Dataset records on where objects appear
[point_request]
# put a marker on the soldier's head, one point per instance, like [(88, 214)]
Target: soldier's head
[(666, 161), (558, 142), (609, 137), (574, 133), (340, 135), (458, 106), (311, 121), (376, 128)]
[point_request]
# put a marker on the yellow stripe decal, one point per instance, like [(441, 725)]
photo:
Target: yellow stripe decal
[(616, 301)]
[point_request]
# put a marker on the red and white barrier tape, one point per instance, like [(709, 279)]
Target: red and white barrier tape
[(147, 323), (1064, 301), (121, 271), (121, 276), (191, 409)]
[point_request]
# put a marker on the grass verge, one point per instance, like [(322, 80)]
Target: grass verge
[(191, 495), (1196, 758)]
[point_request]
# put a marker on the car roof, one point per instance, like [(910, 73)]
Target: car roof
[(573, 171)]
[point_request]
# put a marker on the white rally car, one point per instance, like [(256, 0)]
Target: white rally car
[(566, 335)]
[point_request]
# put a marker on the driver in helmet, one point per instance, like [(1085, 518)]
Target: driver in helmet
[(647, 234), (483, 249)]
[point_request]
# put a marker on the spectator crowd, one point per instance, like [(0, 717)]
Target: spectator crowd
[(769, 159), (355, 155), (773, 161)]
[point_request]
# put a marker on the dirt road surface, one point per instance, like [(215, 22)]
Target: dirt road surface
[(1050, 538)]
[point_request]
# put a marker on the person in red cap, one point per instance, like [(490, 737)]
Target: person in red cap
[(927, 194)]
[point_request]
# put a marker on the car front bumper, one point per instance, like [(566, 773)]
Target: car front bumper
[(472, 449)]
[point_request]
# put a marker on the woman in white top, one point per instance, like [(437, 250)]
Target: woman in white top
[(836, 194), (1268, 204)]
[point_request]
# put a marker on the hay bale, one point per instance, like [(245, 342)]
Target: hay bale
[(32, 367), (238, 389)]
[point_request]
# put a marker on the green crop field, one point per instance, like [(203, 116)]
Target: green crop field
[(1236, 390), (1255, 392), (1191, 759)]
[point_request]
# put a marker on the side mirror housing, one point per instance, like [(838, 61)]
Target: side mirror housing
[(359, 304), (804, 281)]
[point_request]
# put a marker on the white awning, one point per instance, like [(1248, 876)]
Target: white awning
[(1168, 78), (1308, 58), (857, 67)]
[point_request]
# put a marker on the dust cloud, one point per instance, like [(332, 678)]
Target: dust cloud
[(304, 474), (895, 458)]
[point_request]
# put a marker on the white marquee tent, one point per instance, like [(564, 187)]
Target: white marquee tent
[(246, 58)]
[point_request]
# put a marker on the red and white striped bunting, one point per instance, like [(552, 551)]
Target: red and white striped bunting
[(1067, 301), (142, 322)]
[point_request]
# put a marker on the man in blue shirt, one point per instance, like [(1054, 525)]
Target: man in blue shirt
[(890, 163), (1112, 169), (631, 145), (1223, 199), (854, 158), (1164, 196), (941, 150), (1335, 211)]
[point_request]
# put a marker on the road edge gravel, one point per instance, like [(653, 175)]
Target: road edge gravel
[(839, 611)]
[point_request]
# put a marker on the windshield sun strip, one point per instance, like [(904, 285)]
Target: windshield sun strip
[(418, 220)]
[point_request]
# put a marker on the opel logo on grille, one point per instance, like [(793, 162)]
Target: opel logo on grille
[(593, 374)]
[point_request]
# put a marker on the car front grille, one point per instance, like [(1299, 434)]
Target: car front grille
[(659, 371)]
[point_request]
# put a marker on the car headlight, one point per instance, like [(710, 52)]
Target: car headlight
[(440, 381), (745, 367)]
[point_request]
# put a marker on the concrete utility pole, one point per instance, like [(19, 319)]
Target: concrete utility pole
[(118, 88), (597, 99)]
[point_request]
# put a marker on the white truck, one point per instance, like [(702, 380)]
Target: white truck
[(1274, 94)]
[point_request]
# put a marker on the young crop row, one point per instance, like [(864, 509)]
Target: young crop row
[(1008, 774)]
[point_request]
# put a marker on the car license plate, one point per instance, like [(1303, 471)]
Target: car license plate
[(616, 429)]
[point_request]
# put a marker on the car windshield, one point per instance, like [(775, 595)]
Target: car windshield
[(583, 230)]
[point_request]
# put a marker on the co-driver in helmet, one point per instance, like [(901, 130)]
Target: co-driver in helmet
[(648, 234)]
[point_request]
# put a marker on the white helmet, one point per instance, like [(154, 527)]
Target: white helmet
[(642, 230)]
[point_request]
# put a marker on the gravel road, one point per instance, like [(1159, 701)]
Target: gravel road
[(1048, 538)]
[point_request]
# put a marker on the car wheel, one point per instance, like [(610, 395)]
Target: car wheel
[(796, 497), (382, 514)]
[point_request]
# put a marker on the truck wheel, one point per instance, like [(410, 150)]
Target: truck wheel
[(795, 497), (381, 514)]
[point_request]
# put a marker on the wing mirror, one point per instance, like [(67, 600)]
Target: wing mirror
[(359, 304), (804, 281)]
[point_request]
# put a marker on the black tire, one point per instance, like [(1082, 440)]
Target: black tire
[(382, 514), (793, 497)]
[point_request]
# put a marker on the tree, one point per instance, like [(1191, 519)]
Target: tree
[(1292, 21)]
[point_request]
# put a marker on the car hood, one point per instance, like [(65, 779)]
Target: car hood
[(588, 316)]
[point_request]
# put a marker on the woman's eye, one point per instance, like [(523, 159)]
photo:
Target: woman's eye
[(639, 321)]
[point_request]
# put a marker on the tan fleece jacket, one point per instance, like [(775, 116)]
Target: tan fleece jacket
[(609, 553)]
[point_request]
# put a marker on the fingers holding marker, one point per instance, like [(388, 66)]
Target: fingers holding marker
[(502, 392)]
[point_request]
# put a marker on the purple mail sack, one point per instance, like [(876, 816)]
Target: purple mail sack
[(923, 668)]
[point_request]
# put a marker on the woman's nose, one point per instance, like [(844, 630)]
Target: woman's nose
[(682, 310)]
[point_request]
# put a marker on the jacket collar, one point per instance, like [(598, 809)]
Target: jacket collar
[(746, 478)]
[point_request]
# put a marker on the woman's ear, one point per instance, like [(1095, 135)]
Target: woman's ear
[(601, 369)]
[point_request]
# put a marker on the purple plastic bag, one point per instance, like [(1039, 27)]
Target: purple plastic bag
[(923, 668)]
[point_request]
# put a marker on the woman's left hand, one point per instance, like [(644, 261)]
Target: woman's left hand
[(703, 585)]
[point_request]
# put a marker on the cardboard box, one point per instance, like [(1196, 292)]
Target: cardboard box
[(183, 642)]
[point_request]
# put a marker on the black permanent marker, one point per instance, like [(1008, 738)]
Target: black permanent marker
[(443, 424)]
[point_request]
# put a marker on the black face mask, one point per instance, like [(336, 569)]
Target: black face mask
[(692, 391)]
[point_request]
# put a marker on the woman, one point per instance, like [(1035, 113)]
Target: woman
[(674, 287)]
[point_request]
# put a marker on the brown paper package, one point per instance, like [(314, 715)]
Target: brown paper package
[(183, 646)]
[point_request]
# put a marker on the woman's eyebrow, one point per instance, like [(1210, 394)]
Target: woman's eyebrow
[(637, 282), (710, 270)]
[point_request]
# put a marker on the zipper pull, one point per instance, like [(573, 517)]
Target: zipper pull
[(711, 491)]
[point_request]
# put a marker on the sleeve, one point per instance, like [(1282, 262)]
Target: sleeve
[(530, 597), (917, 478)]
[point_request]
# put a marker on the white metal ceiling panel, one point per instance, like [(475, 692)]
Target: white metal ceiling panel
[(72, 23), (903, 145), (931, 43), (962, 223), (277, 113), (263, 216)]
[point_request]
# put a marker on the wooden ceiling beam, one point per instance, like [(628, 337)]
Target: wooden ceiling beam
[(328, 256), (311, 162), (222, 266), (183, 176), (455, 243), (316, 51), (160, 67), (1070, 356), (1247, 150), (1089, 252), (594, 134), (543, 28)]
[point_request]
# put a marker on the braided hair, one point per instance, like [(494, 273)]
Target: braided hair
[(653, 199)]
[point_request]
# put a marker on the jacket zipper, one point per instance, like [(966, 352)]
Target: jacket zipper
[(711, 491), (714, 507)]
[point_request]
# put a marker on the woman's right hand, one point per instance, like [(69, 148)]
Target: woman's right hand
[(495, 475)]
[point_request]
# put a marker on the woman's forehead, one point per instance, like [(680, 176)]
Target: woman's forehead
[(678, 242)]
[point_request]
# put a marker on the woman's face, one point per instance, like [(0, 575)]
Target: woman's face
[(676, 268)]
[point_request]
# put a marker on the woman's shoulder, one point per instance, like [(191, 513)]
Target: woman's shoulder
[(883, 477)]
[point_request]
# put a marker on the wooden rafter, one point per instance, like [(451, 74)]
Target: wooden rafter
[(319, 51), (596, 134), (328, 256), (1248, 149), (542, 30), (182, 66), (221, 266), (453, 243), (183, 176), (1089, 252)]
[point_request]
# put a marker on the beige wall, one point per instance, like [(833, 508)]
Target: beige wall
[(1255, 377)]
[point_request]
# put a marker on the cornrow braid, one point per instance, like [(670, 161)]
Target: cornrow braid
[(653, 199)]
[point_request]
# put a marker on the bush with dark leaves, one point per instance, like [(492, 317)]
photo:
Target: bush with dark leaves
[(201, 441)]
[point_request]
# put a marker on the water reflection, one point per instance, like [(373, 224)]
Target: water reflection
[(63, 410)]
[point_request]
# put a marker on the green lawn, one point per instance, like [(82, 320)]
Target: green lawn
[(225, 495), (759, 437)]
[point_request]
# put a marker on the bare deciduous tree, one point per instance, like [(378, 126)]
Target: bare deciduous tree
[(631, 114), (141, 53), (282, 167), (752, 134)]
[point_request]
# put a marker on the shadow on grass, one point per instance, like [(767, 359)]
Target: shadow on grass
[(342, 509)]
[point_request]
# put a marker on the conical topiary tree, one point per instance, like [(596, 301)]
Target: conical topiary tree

● Instructions to follow
Reproduce the records above word for word, from their first line through the line that contains "[(472, 449)]", with both of those lines included.

● Exercise response
[point_request]
# put a marker on the soldier's head, one point per instance, like [(88, 214)]
Target: soldier's head
[(666, 161), (558, 142), (609, 137), (574, 133), (340, 135), (458, 106), (311, 121), (376, 128)]
[point_request]
# put a marker on the yellow stripe decal, one point per instance, like [(441, 725)]
photo:
Target: yellow stripe decal
[(616, 301)]
[point_request]
# put a marker on the red and white barrier tape, one point per instance, like [(709, 279)]
Target: red and white barrier tape
[(147, 323), (1064, 301), (121, 271), (121, 276), (191, 409)]
[point_request]
# put a marker on the grass verge, one point per instance, like [(322, 80)]
Target: grass verge
[(191, 495), (1196, 758)]
[point_request]
# put a marker on the car roof, one point per instance, like [(910, 73)]
Target: car roof
[(573, 171)]
[point_request]
# put a marker on the white rally car, one point per instance, like [(256, 0)]
Target: white rally car
[(566, 335)]
[point_request]
# put a marker on the driver in helmet, one point per instance, like [(1085, 518)]
Target: driver in helmet
[(647, 234), (483, 249)]
[point_request]
# put a marker on the spectator crowd, one point per instance, like [(0, 717)]
Target: spectator crowd
[(769, 159), (355, 155), (773, 161)]
[point_request]
# put a marker on the dirt road surface, one point per instance, like [(215, 22)]
Target: dirt road surface
[(1050, 538)]
[point_request]
# put a marker on the person in red cap, one point per instance, like [(490, 737)]
Target: person in red cap
[(927, 194)]
[point_request]
# put a marker on the car front bumper, one point per instance, like [(566, 773)]
Target: car front bumper
[(472, 449)]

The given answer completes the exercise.